▶ [Entries taken from a collection]
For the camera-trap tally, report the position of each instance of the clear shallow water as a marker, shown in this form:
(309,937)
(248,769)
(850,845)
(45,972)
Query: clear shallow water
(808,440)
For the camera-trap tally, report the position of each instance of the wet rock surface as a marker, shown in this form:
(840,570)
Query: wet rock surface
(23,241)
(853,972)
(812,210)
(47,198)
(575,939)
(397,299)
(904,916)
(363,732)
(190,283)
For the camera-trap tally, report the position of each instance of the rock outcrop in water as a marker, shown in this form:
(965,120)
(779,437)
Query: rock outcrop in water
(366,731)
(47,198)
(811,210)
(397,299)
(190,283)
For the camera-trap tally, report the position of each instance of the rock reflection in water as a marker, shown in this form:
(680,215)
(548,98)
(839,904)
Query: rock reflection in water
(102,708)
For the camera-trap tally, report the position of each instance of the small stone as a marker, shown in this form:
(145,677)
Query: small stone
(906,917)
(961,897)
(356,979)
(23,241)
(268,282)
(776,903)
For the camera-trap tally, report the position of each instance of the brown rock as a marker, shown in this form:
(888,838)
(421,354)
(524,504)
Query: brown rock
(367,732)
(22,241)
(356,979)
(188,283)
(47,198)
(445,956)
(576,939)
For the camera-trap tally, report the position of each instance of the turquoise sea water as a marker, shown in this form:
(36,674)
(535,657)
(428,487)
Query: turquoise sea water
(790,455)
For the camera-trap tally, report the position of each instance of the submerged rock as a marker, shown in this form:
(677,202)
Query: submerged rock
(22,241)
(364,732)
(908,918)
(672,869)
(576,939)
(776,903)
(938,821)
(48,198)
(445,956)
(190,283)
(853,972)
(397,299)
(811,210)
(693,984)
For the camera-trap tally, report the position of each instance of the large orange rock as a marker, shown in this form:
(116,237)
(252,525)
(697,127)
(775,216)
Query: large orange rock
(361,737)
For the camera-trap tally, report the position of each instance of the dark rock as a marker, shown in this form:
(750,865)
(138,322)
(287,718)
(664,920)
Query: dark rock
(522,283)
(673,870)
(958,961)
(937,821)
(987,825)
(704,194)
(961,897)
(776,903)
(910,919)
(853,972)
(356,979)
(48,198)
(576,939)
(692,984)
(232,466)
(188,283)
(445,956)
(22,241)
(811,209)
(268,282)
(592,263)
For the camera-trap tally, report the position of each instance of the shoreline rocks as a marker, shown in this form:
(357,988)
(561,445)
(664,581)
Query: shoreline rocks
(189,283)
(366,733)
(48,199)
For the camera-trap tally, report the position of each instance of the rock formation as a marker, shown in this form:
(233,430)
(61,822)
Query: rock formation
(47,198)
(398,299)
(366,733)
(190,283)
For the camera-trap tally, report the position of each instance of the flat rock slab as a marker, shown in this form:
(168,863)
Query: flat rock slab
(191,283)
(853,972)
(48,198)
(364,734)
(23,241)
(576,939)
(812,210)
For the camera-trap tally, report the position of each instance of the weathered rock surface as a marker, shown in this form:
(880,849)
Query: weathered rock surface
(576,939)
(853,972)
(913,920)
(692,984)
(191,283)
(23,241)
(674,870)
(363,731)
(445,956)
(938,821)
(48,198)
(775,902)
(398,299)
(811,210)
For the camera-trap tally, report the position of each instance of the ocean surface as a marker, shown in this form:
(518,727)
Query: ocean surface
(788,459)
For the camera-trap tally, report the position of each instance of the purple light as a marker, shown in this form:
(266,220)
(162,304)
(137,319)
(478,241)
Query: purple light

▶ [Exercise directions] Each line in the entries above that includes the word "purple" counts once; state the total and nothing else.

▶ [Output for this task] 2